**What is required:** Return the line containing "Task: list a point for each instance of the information" and all lines after it exactly; stop at the end of the material.

**Records shown:**
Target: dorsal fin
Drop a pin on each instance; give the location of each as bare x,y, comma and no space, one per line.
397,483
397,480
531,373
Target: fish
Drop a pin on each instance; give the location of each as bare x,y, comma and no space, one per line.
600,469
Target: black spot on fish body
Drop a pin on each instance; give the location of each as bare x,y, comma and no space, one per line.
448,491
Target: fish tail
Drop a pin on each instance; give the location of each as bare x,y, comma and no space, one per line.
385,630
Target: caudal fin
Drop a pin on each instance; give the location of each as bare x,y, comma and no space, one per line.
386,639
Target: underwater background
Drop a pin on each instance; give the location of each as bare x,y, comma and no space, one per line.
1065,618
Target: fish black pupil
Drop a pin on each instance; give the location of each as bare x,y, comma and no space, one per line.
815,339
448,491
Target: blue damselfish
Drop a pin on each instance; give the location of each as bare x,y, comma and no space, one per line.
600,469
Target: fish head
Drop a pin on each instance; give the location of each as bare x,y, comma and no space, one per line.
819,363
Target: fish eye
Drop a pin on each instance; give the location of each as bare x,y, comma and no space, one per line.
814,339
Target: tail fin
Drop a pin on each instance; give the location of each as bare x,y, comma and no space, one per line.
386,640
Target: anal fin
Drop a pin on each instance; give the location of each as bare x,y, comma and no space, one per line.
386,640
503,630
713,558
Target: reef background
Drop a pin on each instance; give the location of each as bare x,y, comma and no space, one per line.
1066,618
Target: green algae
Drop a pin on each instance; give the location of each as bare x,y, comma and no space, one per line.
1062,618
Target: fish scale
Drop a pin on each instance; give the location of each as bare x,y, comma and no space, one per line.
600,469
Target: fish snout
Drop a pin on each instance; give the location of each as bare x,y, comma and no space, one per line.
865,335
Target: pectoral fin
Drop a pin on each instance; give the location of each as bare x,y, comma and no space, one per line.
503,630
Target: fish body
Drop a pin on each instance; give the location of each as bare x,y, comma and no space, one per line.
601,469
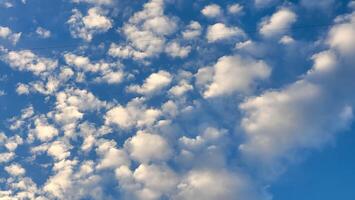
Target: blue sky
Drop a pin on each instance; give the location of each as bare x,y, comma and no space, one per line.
177,99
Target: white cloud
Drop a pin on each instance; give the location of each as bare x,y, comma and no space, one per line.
106,72
264,3
341,36
278,24
153,84
215,184
85,27
7,33
43,130
43,33
212,11
111,156
59,150
236,74
220,31
145,32
181,88
15,170
6,157
22,89
146,147
299,121
286,40
28,61
96,2
235,9
174,50
193,30
314,4
71,106
135,114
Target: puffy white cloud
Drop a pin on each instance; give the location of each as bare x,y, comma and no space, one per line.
135,114
193,30
110,73
286,40
10,143
351,5
6,157
212,10
235,74
314,4
147,182
71,106
86,27
22,89
145,32
43,130
220,31
145,147
216,184
96,2
235,9
341,36
111,156
7,33
264,3
26,60
299,121
153,84
59,150
181,88
174,50
43,33
15,170
278,23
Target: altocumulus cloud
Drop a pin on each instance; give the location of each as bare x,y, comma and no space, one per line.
167,99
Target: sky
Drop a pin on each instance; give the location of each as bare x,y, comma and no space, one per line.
177,99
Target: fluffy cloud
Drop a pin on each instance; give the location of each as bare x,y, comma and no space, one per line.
212,10
299,119
145,32
278,23
235,9
314,4
215,184
43,130
220,31
96,2
28,61
193,30
15,170
341,35
175,50
43,33
70,107
7,33
106,72
135,114
145,147
111,156
153,84
86,27
235,74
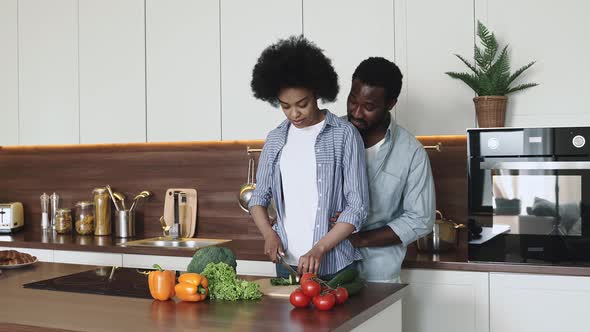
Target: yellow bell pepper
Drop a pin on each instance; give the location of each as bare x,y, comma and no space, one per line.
161,283
192,287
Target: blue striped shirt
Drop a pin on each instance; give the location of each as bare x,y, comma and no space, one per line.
341,181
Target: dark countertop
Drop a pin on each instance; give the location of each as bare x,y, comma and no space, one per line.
26,309
253,250
457,261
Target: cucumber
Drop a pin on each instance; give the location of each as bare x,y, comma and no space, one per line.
343,277
354,287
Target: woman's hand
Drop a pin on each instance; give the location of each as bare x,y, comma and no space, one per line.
310,262
272,246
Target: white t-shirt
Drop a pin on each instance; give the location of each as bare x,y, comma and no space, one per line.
300,192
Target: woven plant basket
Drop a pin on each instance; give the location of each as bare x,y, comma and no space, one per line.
490,111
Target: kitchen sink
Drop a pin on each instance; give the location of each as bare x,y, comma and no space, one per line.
168,242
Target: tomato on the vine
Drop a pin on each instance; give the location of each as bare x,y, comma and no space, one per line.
311,288
298,299
307,276
341,295
324,301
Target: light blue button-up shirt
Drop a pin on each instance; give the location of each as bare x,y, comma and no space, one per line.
401,197
341,184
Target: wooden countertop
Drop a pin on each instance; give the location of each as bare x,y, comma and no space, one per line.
42,310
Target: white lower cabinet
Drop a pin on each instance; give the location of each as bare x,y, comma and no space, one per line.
528,302
87,258
43,255
445,301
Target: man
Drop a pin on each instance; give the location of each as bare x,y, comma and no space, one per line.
401,189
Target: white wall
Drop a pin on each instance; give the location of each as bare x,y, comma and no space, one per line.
91,71
9,70
555,34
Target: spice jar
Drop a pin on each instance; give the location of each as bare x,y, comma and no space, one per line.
102,214
63,221
85,218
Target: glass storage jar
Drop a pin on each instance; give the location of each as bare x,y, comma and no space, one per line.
63,221
102,212
84,218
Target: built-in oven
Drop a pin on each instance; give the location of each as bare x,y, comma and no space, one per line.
529,190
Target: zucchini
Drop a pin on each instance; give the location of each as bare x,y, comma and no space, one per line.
343,277
354,287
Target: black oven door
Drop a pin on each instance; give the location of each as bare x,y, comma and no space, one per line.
540,206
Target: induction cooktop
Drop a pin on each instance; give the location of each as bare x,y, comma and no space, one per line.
112,281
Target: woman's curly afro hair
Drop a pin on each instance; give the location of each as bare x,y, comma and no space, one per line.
293,63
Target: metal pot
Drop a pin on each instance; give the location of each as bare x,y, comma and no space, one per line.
443,236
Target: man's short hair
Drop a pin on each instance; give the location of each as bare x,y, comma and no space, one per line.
380,72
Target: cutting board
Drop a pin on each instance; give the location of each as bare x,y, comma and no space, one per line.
278,291
187,212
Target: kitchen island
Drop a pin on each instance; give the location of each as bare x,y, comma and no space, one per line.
44,310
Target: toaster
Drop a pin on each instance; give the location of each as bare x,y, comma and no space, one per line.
11,217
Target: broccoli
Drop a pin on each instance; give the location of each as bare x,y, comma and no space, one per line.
213,254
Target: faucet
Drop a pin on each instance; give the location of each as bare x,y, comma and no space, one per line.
175,230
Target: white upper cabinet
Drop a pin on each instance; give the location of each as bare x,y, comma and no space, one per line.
112,71
9,70
445,301
355,31
183,70
555,34
427,34
533,303
247,28
48,71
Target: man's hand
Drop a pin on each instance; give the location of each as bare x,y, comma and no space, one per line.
272,246
310,262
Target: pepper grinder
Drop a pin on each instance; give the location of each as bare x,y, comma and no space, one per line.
44,211
54,198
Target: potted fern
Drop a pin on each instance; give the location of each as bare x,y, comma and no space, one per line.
491,79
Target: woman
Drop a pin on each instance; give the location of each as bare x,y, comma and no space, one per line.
312,164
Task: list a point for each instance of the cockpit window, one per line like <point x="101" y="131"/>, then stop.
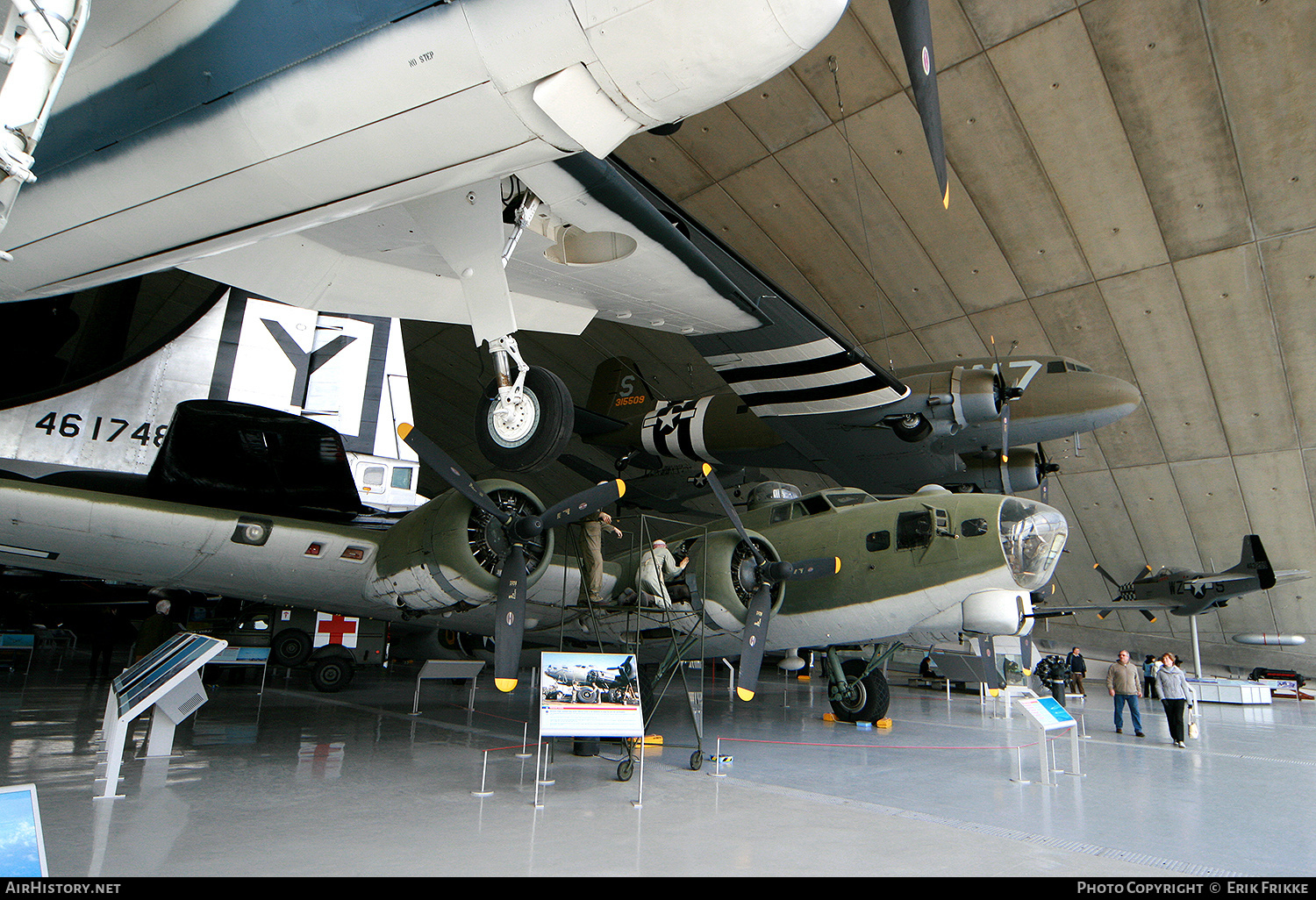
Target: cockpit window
<point x="913" y="531"/>
<point x="1032" y="537"/>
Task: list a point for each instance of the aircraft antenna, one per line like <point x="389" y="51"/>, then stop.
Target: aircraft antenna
<point x="834" y="68"/>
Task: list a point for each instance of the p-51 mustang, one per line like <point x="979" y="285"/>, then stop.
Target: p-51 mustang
<point x="258" y="504"/>
<point x="390" y="158"/>
<point x="1184" y="592"/>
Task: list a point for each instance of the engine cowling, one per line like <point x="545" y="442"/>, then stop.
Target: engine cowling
<point x="998" y="612"/>
<point x="450" y="552"/>
<point x="729" y="576"/>
<point x="1026" y="470"/>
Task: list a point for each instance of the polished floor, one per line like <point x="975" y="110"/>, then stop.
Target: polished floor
<point x="292" y="782"/>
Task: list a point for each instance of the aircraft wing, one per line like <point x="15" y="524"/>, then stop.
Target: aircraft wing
<point x="594" y="247"/>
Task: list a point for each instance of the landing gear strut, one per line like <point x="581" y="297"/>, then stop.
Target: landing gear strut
<point x="524" y="423"/>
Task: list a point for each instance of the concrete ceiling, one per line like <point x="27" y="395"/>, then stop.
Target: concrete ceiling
<point x="1132" y="184"/>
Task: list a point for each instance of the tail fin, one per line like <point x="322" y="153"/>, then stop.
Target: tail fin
<point x="1255" y="561"/>
<point x="619" y="391"/>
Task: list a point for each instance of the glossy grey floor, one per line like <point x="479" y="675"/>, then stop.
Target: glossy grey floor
<point x="300" y="783"/>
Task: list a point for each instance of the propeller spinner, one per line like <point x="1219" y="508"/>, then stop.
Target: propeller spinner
<point x="518" y="529"/>
<point x="761" y="578"/>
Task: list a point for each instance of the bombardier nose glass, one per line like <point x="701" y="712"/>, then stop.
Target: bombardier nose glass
<point x="1032" y="537"/>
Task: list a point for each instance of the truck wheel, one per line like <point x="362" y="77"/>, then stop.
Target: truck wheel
<point x="291" y="647"/>
<point x="331" y="675"/>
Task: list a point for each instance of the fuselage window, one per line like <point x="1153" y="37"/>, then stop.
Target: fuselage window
<point x="913" y="531"/>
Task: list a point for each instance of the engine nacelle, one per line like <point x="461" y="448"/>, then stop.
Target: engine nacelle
<point x="729" y="583"/>
<point x="953" y="399"/>
<point x="998" y="612"/>
<point x="450" y="552"/>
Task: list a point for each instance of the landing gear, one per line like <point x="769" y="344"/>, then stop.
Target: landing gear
<point x="523" y="424"/>
<point x="911" y="428"/>
<point x="862" y="697"/>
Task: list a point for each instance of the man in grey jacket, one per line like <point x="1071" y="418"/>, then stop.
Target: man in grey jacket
<point x="1124" y="682"/>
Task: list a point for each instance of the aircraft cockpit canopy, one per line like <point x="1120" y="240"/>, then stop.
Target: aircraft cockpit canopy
<point x="1032" y="536"/>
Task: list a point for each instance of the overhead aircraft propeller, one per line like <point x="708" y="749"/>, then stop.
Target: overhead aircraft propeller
<point x="510" y="629"/>
<point x="913" y="26"/>
<point x="1147" y="613"/>
<point x="766" y="574"/>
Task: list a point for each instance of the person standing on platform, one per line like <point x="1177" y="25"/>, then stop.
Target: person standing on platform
<point x="1078" y="668"/>
<point x="591" y="554"/>
<point x="155" y="631"/>
<point x="1124" y="682"/>
<point x="1176" y="695"/>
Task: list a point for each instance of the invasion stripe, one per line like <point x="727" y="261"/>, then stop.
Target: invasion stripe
<point x="811" y="350"/>
<point x="789" y="368"/>
<point x="826" y="392"/>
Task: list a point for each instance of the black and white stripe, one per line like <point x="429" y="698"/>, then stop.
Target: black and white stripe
<point x="676" y="429"/>
<point x="805" y="379"/>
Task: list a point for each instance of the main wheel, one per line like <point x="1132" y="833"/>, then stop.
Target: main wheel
<point x="291" y="647"/>
<point x="539" y="429"/>
<point x="331" y="675"/>
<point x="911" y="428"/>
<point x="868" y="699"/>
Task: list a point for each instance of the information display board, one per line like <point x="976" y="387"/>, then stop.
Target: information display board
<point x="590" y="695"/>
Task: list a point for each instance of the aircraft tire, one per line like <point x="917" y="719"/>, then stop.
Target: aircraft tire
<point x="871" y="695"/>
<point x="291" y="647"/>
<point x="544" y="439"/>
<point x="332" y="675"/>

**Full solution:**
Task: list a point for each instance of the information display board, one per line like <point x="976" y="387"/>, then stop.
Target: information display board
<point x="590" y="695"/>
Task: list a point for each instance of the aircraft tire, one per line like <point x="917" y="719"/>, then stop.
Target: aircraft tire
<point x="871" y="695"/>
<point x="291" y="647"/>
<point x="544" y="439"/>
<point x="332" y="675"/>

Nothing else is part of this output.